The data
* * * * * * * * *

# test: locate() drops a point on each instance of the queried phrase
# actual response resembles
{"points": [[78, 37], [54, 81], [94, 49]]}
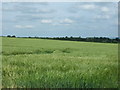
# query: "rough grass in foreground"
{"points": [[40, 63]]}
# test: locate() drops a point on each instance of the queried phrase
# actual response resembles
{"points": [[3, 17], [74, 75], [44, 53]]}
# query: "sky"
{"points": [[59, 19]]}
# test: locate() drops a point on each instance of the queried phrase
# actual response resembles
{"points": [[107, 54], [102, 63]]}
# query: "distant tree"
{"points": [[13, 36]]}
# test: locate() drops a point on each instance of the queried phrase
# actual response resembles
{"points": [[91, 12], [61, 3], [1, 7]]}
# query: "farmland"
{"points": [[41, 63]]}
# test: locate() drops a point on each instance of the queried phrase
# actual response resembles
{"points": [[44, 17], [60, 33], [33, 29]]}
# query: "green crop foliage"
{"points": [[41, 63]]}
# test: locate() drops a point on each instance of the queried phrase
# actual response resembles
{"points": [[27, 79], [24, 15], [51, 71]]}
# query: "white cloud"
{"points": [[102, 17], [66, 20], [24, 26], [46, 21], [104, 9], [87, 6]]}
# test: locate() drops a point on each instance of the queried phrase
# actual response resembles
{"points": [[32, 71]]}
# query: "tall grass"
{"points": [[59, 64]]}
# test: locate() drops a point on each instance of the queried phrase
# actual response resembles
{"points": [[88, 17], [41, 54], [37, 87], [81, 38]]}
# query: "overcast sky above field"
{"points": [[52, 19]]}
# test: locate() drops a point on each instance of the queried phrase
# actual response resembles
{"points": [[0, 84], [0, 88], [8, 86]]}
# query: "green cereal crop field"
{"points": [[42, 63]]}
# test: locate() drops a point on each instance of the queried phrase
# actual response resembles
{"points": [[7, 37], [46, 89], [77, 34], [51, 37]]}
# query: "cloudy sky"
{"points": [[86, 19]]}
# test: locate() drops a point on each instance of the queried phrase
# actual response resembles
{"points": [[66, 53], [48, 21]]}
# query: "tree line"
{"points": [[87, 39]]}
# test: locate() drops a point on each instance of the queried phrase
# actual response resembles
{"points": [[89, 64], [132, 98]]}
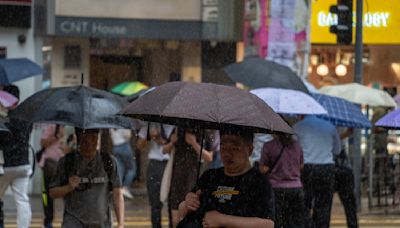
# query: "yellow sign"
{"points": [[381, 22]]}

* * * * * * * * *

Description of the task
Transcribe all of the records exactly, without reproducing their pictures.

Response box
# test: locate() drops a point on each instance of the queried phrase
# actual response resembles
{"points": [[78, 37], [54, 81], [94, 49]]}
# query: "rough grass in foreground"
{"points": [[40, 63]]}
# test: locate() drops a point on each instance of the queried phrase
# actual response resembles
{"points": [[3, 17], [74, 75], [44, 53]]}
# query: "sky"
{"points": [[59, 19]]}
# test: locate() drops a point on each instance of the queried phrase
# actual response resembles
{"points": [[107, 54], [102, 63]]}
# query: "distant tree"
{"points": [[13, 36]]}
# test: locate() drops a point on each instance of the queried phrase
# actual response resembles
{"points": [[91, 12], [61, 3], [1, 7]]}
# query: "farmland"
{"points": [[41, 63]]}
# test: locate() drops a point on each instance of the queried phrase
# actual response resembles
{"points": [[44, 17], [60, 33], [33, 29]]}
# query: "green crop foliage"
{"points": [[41, 63]]}
# test: locate() drops a point on each instance of the queried phrase
# actual response resembles
{"points": [[27, 79], [24, 15], [51, 71]]}
# query: "white cloud"
{"points": [[102, 17], [66, 20], [24, 26], [46, 21], [104, 9], [87, 6]]}
# test: locate() drops a point on each instance of the queried phrase
# actual response resembles
{"points": [[32, 71]]}
# query: "tall grass"
{"points": [[59, 64]]}
# test: locate() drops a point on each instance of the queried phrase
# actual response resembles
{"points": [[88, 17], [41, 54], [37, 87], [81, 38]]}
# query: "overcast sky above field"
{"points": [[52, 19]]}
# test: locate() drops a point on each instance of the queried phrase
# actual response resembles
{"points": [[0, 84], [0, 88], [8, 86]]}
# query: "green cereal crop field"
{"points": [[42, 63]]}
# test: locate() drops a point on each instance of the queried phrase
# actual response resembles
{"points": [[7, 37], [46, 89], [77, 34], [51, 37]]}
# query: "cloudy sky"
{"points": [[86, 19]]}
# test: locate() drops a point on each instance of the queried phrase
# actual response resembles
{"points": [[66, 53], [48, 21]]}
# query: "tree line"
{"points": [[87, 39]]}
# test: locate() drops a point on each instance of the queried phrase
# actual response resembles
{"points": [[89, 64], [132, 98]]}
# query: "yellow sign"
{"points": [[381, 22]]}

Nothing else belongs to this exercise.